WHAT TO WORK ON
[1] Retype, word for word, the part of the Christmas card essay that opens with the words containing "My wife and" and closes with "and Pandora charms.".
[2] Pull out each line of the records that contains the string "house", copying every such line in full.

*** TEXT SEGMENT

A Christmas Card from the Indianapolis Clowns

My wife and I have developed a Christmas time tradition of visiting Gatlinburg, Tennessee every December. We’ve been traveling to the area on and off for over 25 years. Back then the region retained an atmosphere where one could imagine Dolly Parton walking down the sidewalk but nowadays, one might expect to see Wayne Newton driving past in a limousine instead. It used to be the type of place where kitschy souvenir stores sold Cedarwood souvenir moonshine stills, featured live bears and homey gemstone pits for the kids to dig through. But those days are long gone. Gatlinburg is today home to glitzy storefronts selling Harley Davidson clothes, designer moonshine and Pandora charms.
You can still drive through Smoky Mountain National Park in search of black bears at Cades Cove and find a cozy log cabin to eat a flapjack in. Some things never change. A couple weeks ago we stopped at an antique mall near Lexington Kentucky where I found a shoebox full of old letters just begging for my attention. One of the envelopes contained a Christmas card from the old Indianapolis Clowns Negro league baseball club. I opened it quickly but carefully, saw what was contained inside, and handed it to Rhonda with the explicit instructions, “Don’t lose this.” I knew we were going to be holed up in the room for the next couple days and this would be a fun thing to examine over morning coffee.
I’m an early riser; Rhonda likes to sleep in and I’m okay with that. It was time to examine my find. The envelope contained a Christmas card from the 1961 Clowns baseball team after they relocated to Hollywood, Florida in the late 1950s. The Christmas card looks like any other; bright red, white & green with “Season’s Greetings” on the front. However the magic happens when you open it and the contents are revealed. The interior features a great real photo image of the entire uniformed team captioned: “Indianapolis Clowns Baseball Club” at bottom. The photo is actually a B&W snapshot that was individually inserted into a pocket window frame inside the card. It is easy to imagine a room full of elegantly dressed women chatting gleefully away as they carefully stuff each photo in place in the Clowns’ front office. Or maybe it was a room full of bat boys and ticket takers. Regardless, it makes for a romantic holiday image.

******
*** STORED RECORDS

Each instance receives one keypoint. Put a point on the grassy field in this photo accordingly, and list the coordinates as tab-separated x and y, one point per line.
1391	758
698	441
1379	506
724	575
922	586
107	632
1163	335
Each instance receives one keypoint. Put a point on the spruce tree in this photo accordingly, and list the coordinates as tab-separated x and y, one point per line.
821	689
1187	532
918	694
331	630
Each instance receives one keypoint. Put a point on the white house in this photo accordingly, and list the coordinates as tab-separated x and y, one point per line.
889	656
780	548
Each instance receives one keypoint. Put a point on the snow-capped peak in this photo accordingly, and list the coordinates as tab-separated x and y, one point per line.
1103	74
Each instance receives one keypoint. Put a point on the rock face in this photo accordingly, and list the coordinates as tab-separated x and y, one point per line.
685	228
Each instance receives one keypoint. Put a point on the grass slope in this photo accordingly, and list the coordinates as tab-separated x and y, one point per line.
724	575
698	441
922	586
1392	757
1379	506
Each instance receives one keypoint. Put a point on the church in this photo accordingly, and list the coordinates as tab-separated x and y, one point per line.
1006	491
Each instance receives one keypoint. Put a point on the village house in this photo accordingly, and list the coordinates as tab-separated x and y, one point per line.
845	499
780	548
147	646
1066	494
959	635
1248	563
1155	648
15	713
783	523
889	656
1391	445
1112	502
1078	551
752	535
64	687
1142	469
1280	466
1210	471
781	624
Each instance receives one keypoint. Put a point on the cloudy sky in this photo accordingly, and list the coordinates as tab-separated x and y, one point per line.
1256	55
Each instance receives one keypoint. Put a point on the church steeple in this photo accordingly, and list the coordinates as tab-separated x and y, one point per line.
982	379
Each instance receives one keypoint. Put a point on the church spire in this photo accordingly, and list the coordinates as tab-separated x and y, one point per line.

******

THE REPLIES
[1]
My wife and I have developed a Christmas time tradition of visiting Gatlinburg, Tennessee every December. We’ve been traveling to the area on and off for over 25 years. Back then the region retained an atmosphere where one could imagine Dolly Parton walking down the sidewalk but nowadays, one might expect to see Wayne Newton driving past in a limousine instead. It used to be the type of place where kitschy souvenir stores sold Cedarwood souvenir moonshine stills, featured live bears and homey gemstone pits for the kids to dig through. But those days are long gone. Gatlinburg is today home to glitzy storefronts selling Harley Davidson clothes, designer moonshine and Pandora charms.

[2]
Each instance receives one keypoint. Put a point on the white house in this photo accordingly, and list the coordinates as tab-separated x and y, one point per line.
Each instance receives one keypoint. Put a point on the village house in this photo accordingly, and list the coordinates as tab-separated x and y, one point per line.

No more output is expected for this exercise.